> **Available records**:
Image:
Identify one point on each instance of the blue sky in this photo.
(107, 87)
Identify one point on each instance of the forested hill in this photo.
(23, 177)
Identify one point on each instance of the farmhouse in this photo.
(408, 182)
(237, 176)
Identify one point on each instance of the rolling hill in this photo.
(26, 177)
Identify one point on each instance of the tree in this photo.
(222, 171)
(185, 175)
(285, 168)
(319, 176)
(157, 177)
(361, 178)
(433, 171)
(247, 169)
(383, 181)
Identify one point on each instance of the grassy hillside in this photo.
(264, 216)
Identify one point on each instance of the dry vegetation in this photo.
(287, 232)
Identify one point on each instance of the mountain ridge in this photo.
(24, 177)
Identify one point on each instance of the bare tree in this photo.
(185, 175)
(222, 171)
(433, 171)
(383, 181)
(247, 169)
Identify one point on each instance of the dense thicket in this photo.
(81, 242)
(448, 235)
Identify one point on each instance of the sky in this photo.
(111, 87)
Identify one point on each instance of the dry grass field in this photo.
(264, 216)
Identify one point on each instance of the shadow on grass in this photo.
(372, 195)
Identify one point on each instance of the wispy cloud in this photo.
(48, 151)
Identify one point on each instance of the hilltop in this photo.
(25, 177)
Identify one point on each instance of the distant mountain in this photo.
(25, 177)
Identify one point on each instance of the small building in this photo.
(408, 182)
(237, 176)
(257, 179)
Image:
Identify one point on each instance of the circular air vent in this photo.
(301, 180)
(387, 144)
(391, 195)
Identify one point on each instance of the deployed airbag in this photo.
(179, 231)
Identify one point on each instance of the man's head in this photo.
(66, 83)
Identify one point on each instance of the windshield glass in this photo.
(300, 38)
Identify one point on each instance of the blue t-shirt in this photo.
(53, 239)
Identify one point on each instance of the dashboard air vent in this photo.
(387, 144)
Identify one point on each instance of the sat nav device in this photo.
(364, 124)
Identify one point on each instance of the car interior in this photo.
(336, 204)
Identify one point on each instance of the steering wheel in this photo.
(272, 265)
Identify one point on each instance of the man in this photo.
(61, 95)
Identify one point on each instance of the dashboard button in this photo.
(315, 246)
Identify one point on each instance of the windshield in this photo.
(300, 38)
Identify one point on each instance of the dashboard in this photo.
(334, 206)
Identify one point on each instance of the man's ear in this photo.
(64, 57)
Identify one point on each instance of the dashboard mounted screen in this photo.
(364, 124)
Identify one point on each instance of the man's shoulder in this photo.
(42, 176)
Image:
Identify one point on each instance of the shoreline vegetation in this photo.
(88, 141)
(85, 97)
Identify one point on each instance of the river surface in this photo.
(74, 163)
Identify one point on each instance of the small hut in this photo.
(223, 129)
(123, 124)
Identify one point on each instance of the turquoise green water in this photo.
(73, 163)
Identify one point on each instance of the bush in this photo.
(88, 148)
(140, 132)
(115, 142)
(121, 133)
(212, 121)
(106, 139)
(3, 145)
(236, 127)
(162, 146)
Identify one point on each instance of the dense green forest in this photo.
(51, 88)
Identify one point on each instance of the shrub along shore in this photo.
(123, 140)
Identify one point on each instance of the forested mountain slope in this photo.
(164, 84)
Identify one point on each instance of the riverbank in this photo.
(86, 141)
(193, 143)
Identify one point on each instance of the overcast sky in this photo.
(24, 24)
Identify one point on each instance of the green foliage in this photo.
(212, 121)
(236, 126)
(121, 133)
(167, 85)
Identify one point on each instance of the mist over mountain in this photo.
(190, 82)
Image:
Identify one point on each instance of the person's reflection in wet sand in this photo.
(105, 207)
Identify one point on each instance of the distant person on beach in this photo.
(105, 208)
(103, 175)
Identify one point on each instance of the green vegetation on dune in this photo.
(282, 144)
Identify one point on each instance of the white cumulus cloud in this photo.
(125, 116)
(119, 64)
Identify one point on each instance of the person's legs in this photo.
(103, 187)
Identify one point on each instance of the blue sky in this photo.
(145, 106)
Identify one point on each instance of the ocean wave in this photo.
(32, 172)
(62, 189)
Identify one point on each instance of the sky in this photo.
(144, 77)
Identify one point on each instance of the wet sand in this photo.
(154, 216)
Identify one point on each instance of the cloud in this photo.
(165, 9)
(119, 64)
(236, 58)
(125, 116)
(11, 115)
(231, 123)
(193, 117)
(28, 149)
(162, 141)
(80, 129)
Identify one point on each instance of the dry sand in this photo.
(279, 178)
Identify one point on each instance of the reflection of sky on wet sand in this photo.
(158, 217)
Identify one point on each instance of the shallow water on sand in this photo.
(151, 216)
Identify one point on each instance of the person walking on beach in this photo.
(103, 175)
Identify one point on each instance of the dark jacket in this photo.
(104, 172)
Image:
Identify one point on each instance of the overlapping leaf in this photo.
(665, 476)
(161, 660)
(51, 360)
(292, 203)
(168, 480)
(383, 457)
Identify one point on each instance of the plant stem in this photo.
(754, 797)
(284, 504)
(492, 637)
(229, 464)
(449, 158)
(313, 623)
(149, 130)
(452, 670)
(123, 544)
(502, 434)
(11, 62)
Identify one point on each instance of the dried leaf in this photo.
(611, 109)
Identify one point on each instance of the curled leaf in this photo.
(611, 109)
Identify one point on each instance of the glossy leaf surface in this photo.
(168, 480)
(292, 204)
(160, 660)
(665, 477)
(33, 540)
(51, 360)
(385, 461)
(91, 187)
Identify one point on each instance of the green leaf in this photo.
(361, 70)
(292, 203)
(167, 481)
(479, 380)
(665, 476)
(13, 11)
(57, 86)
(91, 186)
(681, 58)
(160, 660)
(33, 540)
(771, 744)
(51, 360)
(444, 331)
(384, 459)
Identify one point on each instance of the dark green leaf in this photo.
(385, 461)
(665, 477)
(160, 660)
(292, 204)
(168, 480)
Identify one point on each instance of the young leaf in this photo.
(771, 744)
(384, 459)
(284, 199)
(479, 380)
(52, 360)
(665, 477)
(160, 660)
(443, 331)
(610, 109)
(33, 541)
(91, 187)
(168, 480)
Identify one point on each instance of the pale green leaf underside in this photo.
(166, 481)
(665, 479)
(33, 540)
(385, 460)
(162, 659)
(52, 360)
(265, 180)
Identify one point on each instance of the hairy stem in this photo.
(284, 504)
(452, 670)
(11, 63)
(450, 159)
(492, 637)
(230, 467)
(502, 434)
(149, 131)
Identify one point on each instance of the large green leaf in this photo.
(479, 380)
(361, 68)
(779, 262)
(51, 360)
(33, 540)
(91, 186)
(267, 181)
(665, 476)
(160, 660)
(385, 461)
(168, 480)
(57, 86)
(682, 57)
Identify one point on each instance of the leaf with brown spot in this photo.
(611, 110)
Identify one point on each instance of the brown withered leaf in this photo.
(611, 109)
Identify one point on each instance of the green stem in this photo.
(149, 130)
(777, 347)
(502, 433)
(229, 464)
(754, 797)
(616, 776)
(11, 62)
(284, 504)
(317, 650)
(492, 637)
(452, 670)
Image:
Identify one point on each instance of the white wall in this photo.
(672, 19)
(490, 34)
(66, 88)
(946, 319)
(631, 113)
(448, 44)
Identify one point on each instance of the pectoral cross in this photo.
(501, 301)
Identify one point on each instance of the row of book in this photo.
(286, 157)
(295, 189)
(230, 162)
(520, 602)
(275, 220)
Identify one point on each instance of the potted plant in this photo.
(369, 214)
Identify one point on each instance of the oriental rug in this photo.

> **Task to complete**: Copy the listing word for word.

> **Answer box**:
Image:
Identify one point on each instance of the blue sky in this photo.
(107, 87)
Identify one point on each instance of the forested hill in this photo.
(23, 177)
Identify one point on each instance of the farmhouse in this photo.
(408, 182)
(237, 176)
Identify one point on each instance of the rolling hill in this photo.
(26, 177)
Identify one point on each instance of the tree in this photo.
(222, 171)
(185, 175)
(285, 168)
(319, 176)
(157, 177)
(361, 178)
(433, 171)
(247, 169)
(383, 181)
Identify one point on each instance of the grassy hillside in this photo.
(264, 216)
Identify one point on each instance of the dry vegetation in this photo.
(287, 232)
Identify one point on each instance of the mountain ridge in this photo.
(24, 177)
Identify one point on each instance of the bare tree in this photo.
(185, 175)
(222, 171)
(433, 171)
(383, 181)
(247, 169)
Identify one point on each instance of the dense thicket in this photo.
(81, 242)
(448, 235)
Identify one point on each instance of the sky in this photo.
(111, 87)
Identify one point on each instance of the dry grass field in this photo.
(264, 216)
Identify one point on each instance of the shadow on grass in this photo.
(372, 195)
Identify one point on each instance of the wispy cloud in this photo.
(48, 151)
Identify one point on each instance of the hilltop in this photo.
(25, 177)
Identify one point on each instance of the distant mountain in this photo.
(25, 177)
Identify one point on each instance of the small building in this photo.
(408, 182)
(237, 176)
(257, 179)
Image:
Identify one point on each instance of the circular air vent in this photo.
(301, 180)
(387, 144)
(391, 195)
Identify one point on each instance of the deployed airbag in this photo.
(179, 231)
Identify one point on each instance of the man's head in this photo.
(66, 83)
Identify one point on each instance of the windshield glass in this photo.
(300, 38)
Identify one point on each instance of the blue t-shirt in this photo.
(53, 239)
Identify one point on each instance of the dashboard air vent in this photo.
(387, 144)
Identify one point on each instance of the sat nav device in this photo.
(364, 124)
Identify one point on each instance of the car interior in this photo.
(336, 204)
Identify one point on each instance of the steering wheel in this photo.
(272, 265)
Identify one point on each instance of the man in this photo.
(61, 95)
Identify one point on each instance of the dashboard button in this photo.
(315, 246)
Identify one point on each instance of the windshield in this photo.
(300, 38)
Identify one point on each instance of the dashboard in this photo.
(334, 206)
Identify one point on each instance of the man's ear in this photo.
(64, 57)
Identify one point on each instance of the dashboard mounted screen in this photo.
(364, 124)
Identify one point on each instance of the man's shoulder in this photo.
(42, 176)
Image:
Identify one point on each instance of the shoreline vegetation in this photo.
(88, 141)
(85, 97)
Identify one point on each instance of the river surface in this photo.
(74, 163)
Identify one point on each instance of the small hut in this photo.
(223, 129)
(123, 124)
Identify one point on each instance of the turquoise green water in this photo.
(73, 163)
Identify one point on each instance of the bush in this photo.
(88, 148)
(140, 132)
(115, 142)
(121, 133)
(212, 121)
(106, 139)
(3, 145)
(236, 127)
(162, 146)
Identify one point on each instance of the dense green forest in this photo.
(51, 88)
Identify one point on each instance of the shrub along shore in this photo.
(123, 140)
Identify one point on each instance of the forested mountain slope in this photo.
(164, 84)
Identify one point on each instance of the riverbank in this photo.
(86, 141)
(193, 143)
Identify one point on each instance of the overcast sky in this photo.
(24, 24)
Identify one point on each instance of the green foliage in this photo.
(212, 121)
(236, 126)
(121, 133)
(167, 85)
Identify one point on each instance of the mist over mountain in this photo.
(190, 82)
Image:
Identify one point on each instance of the person's reflection in wet sand in this photo.
(105, 207)
Identify one point on each instance of the distant person on beach in this photo.
(105, 208)
(103, 175)
Identify one point on each instance of the green vegetation on dune in this photo.
(282, 144)
Identify one point on each instance of the white cumulus cloud in this photo.
(125, 116)
(119, 64)
Identify one point on each instance of the person's legs in this photo.
(103, 187)
Identify one point on each instance of the blue sky in this photo.
(145, 106)
Identify one point on each instance of the ocean wave in this photo.
(32, 172)
(62, 189)
Identify one point on each instance of the sky in this photo.
(144, 77)
Identify one point on each instance of the wet sand in this photo.
(154, 216)
Identify one point on each instance of the cloud in this photo.
(165, 9)
(119, 64)
(236, 58)
(125, 116)
(11, 115)
(231, 123)
(193, 117)
(28, 149)
(162, 141)
(80, 129)
Identify one point on each instance of the dry sand in this photo.
(279, 178)
Identify one point on each instance of the reflection of sky on wet sand in this photo.
(158, 217)
Identify one point on each instance of the shallow water on sand in this photo.
(151, 216)
Identify one point on each instance of the person walking on beach in this photo.
(103, 175)
Identify one point on each instance of the dark jacket in this photo.
(104, 172)
Image:
Identify one point on each instance of the overlapping leaf in this photo.
(665, 476)
(161, 660)
(51, 360)
(292, 203)
(168, 480)
(383, 457)
Identify one point on each instance of the plant stem in this photo.
(754, 797)
(284, 504)
(492, 637)
(229, 464)
(449, 158)
(313, 623)
(149, 130)
(452, 670)
(123, 544)
(502, 434)
(11, 62)
Identify one point on each instance of the dried leaf in this photo.
(611, 109)
Identify one point on each instance of the curled leaf in this photo.
(611, 109)
Identify one point on each instance of the glossy leaf surface in this photo.
(168, 480)
(292, 204)
(160, 660)
(665, 477)
(33, 540)
(51, 360)
(385, 461)
(91, 187)
Identify one point on each instance of the green leaf in this photo.
(361, 70)
(292, 203)
(167, 481)
(479, 380)
(665, 476)
(13, 11)
(57, 86)
(91, 186)
(681, 58)
(160, 660)
(33, 540)
(771, 744)
(51, 360)
(444, 331)
(384, 459)
Identify one point on each instance of the dark green leaf in this photo.
(385, 461)
(665, 477)
(160, 660)
(292, 204)
(168, 480)
Identify one point on each instance of the young leaf in this photo.
(771, 744)
(384, 459)
(284, 199)
(479, 380)
(52, 360)
(665, 477)
(160, 660)
(443, 331)
(610, 109)
(33, 541)
(91, 187)
(168, 480)
Identify one point on each instance of the pale green leaf underside in this photo.
(166, 481)
(665, 479)
(33, 540)
(385, 460)
(162, 659)
(52, 360)
(265, 180)
Identify one point on each instance of the hairy stem in this photo.
(284, 504)
(452, 670)
(11, 63)
(450, 159)
(492, 637)
(230, 467)
(502, 434)
(149, 131)
Identify one point on each instance of the large green leaf in this photo.
(479, 380)
(361, 68)
(779, 262)
(51, 360)
(33, 540)
(91, 186)
(267, 181)
(665, 476)
(160, 660)
(385, 461)
(168, 480)
(57, 86)
(682, 57)
Identify one point on each instance of the leaf with brown spot in this photo.
(611, 110)
Identify one point on each instance of the brown withered leaf in this photo.
(611, 109)
Identify one point on each instance of the green stem in this photo.
(149, 130)
(777, 347)
(502, 433)
(229, 464)
(754, 797)
(616, 776)
(11, 62)
(284, 504)
(317, 650)
(492, 637)
(452, 670)
Image:
Identify one point on each instance of the white wall in this photo.
(672, 19)
(490, 34)
(66, 88)
(946, 319)
(631, 113)
(448, 44)
Identify one point on each instance of the pectoral cross in this photo.
(501, 301)
Identify one point on each instance of the row of book in this photo.
(286, 157)
(295, 189)
(230, 162)
(520, 602)
(275, 220)
Identify one point on each instance of the potted plant in this photo.
(369, 214)
Identify one point on each instance of the oriental rug in this photo.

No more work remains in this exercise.